▶ **Work to complete**
List every line of the material below that contains the string "boat". Case matters.

---*---

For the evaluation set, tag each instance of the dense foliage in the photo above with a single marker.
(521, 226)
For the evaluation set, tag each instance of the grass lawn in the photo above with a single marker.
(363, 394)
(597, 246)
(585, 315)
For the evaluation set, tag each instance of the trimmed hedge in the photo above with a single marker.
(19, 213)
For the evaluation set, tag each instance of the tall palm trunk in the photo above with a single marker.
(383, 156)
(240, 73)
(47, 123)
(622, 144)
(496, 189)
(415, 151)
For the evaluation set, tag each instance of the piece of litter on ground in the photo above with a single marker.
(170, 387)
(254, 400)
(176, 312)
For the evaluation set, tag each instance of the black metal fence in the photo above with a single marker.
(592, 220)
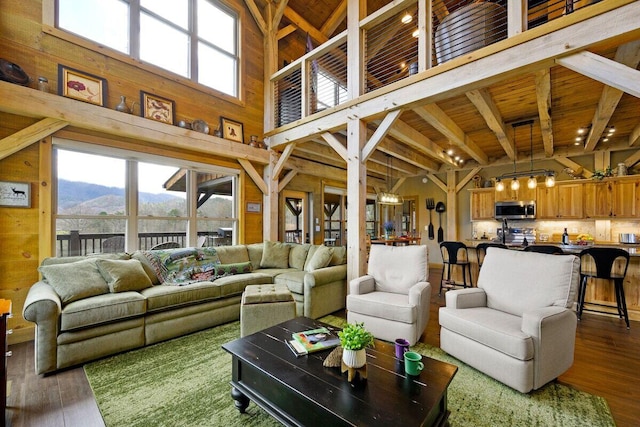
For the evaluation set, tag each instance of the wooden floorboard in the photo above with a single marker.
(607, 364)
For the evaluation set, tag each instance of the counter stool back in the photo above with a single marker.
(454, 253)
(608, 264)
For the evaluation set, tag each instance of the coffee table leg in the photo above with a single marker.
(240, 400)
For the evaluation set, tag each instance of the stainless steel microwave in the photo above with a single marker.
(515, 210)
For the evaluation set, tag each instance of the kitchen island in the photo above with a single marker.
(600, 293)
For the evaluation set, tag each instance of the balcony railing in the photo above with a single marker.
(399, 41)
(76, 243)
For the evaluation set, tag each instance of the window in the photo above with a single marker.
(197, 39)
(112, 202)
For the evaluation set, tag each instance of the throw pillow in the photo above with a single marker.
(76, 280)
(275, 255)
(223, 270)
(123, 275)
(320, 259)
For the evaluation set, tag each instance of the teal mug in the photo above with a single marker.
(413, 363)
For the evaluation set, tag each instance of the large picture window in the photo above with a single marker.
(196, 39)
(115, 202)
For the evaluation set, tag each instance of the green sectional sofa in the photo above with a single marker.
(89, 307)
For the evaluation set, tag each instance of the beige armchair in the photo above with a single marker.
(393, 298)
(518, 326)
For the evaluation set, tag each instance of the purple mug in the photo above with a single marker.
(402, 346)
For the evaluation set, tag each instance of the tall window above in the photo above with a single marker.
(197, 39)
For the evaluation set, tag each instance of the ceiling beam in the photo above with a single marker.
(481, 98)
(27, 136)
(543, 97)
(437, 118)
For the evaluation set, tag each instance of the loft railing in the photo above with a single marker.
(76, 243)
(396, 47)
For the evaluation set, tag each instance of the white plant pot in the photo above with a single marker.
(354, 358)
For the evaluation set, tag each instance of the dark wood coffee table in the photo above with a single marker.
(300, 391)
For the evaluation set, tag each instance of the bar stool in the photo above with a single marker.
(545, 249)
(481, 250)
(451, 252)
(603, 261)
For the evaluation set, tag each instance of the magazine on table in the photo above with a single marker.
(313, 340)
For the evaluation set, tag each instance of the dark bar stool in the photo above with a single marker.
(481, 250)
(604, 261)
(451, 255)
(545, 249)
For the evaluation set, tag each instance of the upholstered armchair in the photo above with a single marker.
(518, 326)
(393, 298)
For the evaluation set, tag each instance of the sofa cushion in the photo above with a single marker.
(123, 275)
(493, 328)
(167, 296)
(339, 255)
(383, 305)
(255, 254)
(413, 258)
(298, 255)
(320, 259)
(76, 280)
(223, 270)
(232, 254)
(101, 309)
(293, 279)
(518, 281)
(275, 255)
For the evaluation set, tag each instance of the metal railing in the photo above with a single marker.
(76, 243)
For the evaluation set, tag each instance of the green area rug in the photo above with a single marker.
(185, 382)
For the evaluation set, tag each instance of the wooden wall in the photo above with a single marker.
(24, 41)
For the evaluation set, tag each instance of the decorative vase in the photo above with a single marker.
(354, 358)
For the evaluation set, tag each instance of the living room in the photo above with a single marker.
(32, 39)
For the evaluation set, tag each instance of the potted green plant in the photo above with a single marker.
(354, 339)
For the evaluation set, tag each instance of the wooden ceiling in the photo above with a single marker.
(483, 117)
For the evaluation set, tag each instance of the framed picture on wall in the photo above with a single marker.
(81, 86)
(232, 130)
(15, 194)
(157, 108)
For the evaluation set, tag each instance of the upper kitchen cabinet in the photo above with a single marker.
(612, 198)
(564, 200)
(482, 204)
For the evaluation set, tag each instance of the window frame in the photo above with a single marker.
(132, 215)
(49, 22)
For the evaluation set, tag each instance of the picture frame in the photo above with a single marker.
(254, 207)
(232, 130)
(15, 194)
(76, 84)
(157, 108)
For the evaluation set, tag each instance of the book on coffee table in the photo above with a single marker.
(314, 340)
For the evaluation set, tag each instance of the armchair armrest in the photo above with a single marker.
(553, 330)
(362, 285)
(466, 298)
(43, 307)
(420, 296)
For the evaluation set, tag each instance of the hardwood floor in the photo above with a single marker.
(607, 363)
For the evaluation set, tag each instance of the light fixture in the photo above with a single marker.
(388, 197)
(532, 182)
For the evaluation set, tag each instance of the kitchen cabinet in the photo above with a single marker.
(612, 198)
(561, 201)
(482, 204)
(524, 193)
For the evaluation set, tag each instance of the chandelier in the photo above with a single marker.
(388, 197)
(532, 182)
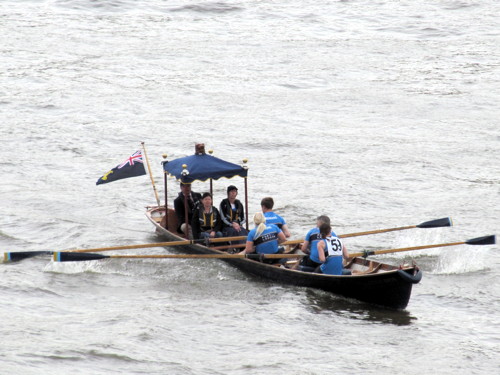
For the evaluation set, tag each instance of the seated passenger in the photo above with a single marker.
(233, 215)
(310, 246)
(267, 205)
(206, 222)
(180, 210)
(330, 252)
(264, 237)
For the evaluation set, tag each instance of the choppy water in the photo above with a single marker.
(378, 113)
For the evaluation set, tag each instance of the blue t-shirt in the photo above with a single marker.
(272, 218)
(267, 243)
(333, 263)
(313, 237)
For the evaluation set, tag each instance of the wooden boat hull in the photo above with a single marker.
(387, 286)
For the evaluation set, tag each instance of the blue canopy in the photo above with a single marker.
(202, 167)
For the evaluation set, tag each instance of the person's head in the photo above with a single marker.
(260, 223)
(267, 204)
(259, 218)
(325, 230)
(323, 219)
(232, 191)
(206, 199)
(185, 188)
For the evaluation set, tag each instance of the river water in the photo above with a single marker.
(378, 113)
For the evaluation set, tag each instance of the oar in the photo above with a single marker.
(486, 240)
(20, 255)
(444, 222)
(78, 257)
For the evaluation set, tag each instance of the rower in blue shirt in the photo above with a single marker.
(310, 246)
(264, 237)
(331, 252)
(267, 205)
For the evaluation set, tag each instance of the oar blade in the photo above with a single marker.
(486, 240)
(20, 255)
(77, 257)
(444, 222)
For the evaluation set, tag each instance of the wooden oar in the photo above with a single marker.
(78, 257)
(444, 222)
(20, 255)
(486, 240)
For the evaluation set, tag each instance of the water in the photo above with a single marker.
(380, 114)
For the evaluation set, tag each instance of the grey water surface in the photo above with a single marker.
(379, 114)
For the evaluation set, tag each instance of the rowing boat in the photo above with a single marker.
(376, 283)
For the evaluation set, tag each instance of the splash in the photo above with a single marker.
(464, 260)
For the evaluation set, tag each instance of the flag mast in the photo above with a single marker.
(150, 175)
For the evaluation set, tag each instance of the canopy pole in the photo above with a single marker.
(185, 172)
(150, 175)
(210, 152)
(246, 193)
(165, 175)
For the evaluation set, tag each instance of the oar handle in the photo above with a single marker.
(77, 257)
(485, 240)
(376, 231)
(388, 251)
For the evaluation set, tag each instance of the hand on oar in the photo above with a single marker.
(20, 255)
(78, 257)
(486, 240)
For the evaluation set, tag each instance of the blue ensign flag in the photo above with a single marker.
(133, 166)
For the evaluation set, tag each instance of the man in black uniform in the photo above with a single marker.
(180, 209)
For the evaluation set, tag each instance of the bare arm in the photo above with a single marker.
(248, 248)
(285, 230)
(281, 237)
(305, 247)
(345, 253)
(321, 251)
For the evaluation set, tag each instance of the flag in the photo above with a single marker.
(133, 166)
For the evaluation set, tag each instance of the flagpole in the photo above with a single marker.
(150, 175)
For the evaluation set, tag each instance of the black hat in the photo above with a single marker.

---*---

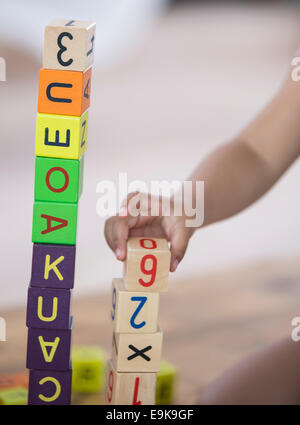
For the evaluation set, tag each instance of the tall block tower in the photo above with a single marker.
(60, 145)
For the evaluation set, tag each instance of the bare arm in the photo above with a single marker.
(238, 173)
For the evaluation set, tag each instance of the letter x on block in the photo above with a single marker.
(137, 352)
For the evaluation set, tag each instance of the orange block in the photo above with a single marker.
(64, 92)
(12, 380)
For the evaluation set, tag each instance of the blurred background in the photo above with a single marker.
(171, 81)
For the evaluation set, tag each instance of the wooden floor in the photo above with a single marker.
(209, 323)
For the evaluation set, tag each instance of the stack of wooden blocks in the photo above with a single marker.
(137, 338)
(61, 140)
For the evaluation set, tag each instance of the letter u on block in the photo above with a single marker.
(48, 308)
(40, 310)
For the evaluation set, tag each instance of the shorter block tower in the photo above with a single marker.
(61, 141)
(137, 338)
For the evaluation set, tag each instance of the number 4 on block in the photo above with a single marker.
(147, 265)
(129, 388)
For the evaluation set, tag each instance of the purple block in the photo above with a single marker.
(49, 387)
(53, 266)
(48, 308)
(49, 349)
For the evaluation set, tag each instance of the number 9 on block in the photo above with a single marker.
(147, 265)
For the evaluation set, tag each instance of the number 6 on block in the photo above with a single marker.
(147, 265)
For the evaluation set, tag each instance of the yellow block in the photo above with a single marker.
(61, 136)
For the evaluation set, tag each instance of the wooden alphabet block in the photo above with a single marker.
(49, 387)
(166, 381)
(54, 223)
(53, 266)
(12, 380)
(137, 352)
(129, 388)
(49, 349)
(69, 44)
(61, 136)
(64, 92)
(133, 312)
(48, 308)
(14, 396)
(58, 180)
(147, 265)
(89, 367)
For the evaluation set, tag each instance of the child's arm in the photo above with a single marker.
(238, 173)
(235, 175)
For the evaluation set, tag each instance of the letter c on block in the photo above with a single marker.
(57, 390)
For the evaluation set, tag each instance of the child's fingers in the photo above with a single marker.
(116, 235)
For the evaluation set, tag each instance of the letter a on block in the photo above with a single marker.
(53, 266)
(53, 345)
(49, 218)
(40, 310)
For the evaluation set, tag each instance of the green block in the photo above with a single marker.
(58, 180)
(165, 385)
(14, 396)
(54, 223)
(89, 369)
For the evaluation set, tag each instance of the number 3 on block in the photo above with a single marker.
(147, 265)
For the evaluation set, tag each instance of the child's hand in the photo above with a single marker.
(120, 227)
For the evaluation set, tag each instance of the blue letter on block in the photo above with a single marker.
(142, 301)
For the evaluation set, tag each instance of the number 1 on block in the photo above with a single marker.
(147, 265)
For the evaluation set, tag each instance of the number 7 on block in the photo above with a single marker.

---*---

▶ **Full solution**
For the evaluation set, tag each instance of the wooden boat hull in the photo above with a single marker.
For the evaluation set, tag each instance of the rowing boat in the photo above with a single marker.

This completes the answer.